TAREFAS A REALIZAR:
[1] No texto sobre sugestionabilidade interrogativa em crianças, reescreva o trecho que começa em "A sugestionabilidade interrogativa" e termina após "sugestionabilidade.", substituindo "testemunhos" por "depoimentos".
[2] Responda com base no texto sobre sugestionabilidade interrogativa em crianças:
(a) Em que área de conhecimento se insere a tese de doutoramento?
(b) Em que período ocorreu uma mudança significativa no campo de estudo das memórias falsas?
(c) Que dois fatores são indicados no título como objeto do papel estudado?
[3] Continue o texto sobre sugestionabilidade interrogativa em crianças a partir da última frase apresentada.

TEXTO FORNECIDO:
A sugestionabilidade interrogativa em crianças: o papel da idade e das competências cognitivas
Cunha, Alexandra Isabel da Quintã
Thesis
Tese doutoramento Psicologia (área de conhecimento em Psicologia Experimental e Ciências Cognitivas)
Fruto do reconhecimento da necessidade crescente de uma abordagem mais rigorosa e de uma avaliação mais fundamentada dos testemunhos em contextos forenses, o final do séc. XX foi pautado por uma mudança significativa no campo de estudo das memórias falsas, assistindo-se ao aparecimento de um número considerável de investigações no domínio da
sugestionabilidade.

LINHAS DE DADOS:
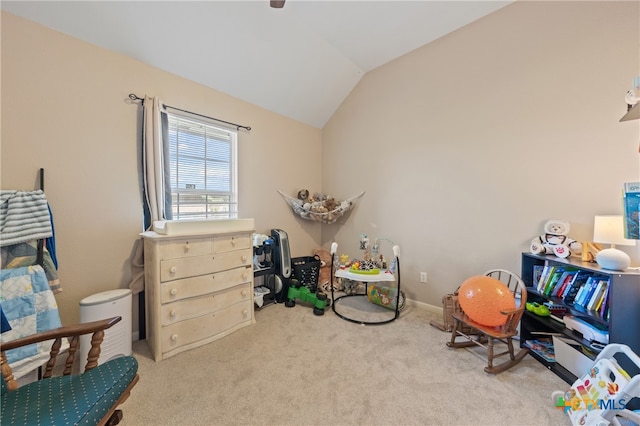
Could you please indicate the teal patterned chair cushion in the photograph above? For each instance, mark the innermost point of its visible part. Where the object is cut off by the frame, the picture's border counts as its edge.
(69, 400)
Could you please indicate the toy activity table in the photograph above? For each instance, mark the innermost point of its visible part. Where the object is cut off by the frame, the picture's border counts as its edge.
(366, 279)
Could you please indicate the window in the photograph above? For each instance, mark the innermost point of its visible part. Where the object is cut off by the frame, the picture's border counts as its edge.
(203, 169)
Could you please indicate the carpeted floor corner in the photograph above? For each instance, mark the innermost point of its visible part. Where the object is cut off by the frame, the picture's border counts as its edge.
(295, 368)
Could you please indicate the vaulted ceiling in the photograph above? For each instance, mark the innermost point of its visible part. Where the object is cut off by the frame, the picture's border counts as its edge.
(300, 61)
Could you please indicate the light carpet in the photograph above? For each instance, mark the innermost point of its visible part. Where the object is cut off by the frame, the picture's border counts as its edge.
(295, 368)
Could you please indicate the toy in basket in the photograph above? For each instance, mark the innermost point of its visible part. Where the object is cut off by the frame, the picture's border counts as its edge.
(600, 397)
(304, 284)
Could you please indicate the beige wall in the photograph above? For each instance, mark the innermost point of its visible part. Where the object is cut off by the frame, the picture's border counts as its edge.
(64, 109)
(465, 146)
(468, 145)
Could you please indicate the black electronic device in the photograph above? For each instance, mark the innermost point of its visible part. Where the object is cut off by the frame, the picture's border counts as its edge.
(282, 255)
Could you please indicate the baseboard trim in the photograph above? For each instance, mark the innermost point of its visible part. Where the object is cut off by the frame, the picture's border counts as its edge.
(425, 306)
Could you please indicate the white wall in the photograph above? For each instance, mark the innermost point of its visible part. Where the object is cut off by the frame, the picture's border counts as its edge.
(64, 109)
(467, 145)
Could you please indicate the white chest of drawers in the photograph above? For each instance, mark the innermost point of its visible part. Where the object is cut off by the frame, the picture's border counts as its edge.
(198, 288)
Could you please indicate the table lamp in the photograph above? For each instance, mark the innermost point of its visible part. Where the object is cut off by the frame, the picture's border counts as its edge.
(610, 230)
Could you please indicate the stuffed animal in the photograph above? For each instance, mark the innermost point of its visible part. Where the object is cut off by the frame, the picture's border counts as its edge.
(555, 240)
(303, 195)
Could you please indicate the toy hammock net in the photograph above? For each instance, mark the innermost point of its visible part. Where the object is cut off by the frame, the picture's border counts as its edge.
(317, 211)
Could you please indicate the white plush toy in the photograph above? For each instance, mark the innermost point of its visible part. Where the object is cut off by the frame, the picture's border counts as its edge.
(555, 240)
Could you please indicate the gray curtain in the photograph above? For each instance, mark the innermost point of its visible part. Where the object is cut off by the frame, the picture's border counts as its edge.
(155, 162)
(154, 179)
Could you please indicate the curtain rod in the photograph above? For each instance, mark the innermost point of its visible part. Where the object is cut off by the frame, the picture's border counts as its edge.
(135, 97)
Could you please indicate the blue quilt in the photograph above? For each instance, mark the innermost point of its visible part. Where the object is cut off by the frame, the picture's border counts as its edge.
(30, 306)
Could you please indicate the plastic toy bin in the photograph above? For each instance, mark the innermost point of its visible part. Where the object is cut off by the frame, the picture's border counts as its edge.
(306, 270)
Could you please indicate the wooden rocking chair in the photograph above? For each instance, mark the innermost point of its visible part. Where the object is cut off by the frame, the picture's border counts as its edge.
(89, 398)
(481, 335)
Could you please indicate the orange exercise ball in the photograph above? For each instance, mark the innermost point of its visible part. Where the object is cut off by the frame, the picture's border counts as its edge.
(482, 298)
==
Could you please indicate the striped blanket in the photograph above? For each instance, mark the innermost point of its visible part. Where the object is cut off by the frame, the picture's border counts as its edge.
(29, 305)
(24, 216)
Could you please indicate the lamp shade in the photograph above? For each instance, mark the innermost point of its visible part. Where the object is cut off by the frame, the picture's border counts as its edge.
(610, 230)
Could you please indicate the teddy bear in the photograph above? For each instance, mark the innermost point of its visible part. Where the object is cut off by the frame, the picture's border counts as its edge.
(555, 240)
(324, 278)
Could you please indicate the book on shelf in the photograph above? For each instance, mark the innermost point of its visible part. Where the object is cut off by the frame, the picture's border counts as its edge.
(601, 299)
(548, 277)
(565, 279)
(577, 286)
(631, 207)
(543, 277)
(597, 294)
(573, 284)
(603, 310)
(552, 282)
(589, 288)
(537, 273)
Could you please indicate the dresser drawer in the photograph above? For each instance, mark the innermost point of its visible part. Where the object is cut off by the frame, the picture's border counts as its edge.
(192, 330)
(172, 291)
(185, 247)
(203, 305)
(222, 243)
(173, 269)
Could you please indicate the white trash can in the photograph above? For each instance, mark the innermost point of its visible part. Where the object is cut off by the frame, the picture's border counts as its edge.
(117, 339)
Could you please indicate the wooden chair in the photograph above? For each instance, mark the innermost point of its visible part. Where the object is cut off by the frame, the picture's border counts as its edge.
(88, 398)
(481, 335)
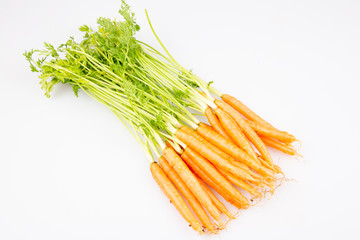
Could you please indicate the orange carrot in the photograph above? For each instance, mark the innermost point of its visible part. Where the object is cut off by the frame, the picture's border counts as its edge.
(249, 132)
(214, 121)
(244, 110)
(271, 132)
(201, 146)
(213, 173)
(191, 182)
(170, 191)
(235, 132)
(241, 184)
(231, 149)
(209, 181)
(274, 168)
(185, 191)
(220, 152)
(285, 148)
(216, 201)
...
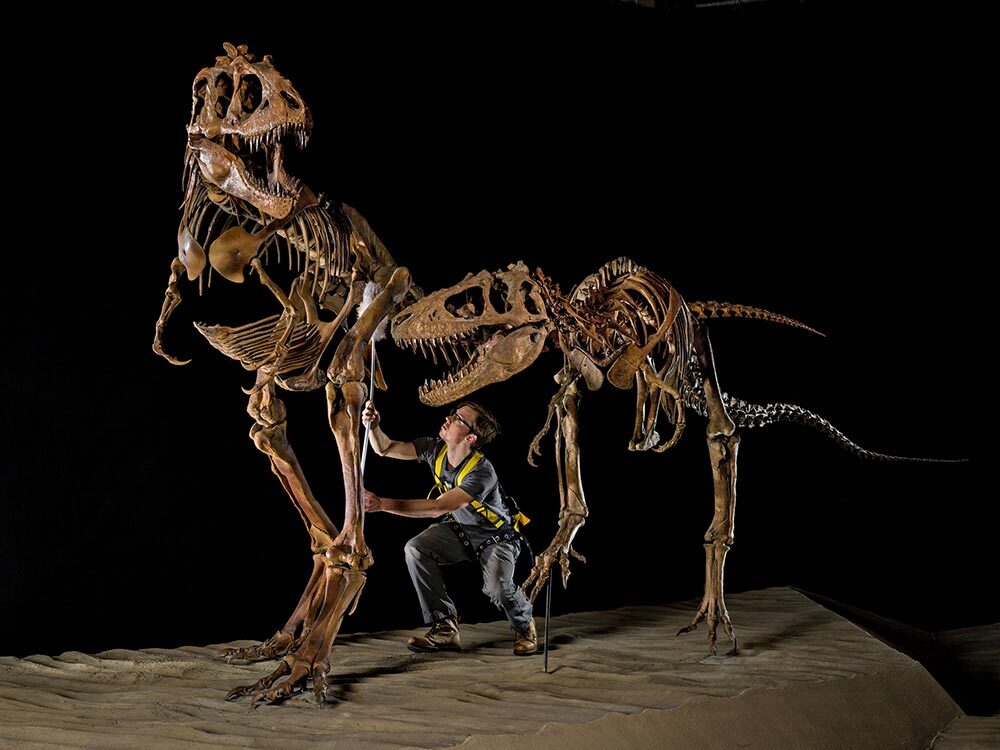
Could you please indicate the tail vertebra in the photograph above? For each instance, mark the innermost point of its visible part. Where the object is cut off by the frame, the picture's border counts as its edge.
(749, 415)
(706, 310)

RESPOSTAS POR ORDEM:
[1]
A sugestionabilidade interrogativa em crianças: o papel da idade e das competências cognitivas
Cunha, Alexandra Isabel da Quintã
Thesis
Tese doutoramento Psicologia (área de conhecimento em Psicologia Experimental e Ciências Cognitivas)
Fruto do reconhecimento da necessidade crescente de uma abordagem mais rigorosa e de uma avaliação mais fundamentada dos depoimentos em contextos forenses, o final do séc. XX foi pautado por uma mudança significativa no campo de estudo das memórias falsas, assistindo-se ao aparecimento de um número considerável de investigações no domínio da
sugestionabilidade.

[2]
(a) Psicologia Experimental e Ciências Cognitivas.
(b) No final do séc. XX.
(c) A idade e as competências cognitivas.

[3]
O paradigma da desinformação (misinformation effect) assume-se como aquele que
mais se tem destacado ao nível dos contributos que os estudos modelados em contextos
laboratoriais podem dar na avaliação da veracidade dos testemunhos em tribunal, promovendo
uma compreensão mais ampla e aprofundada, não só das implicações do contexto em que os
interrogatórios são levados a cabo e das técnicas de questionamento ou interrogatório a que as
testemunhas são submetidas (Schooler & Loftus, 1986), mas também do impacto das
diferenças individuais de personalidade e cognitivas no grau de sugestionabilidade evidenciado
por cada indivíduo (Gudjonsson, 1983, 2003; Gudjonsson & Clark, 1986).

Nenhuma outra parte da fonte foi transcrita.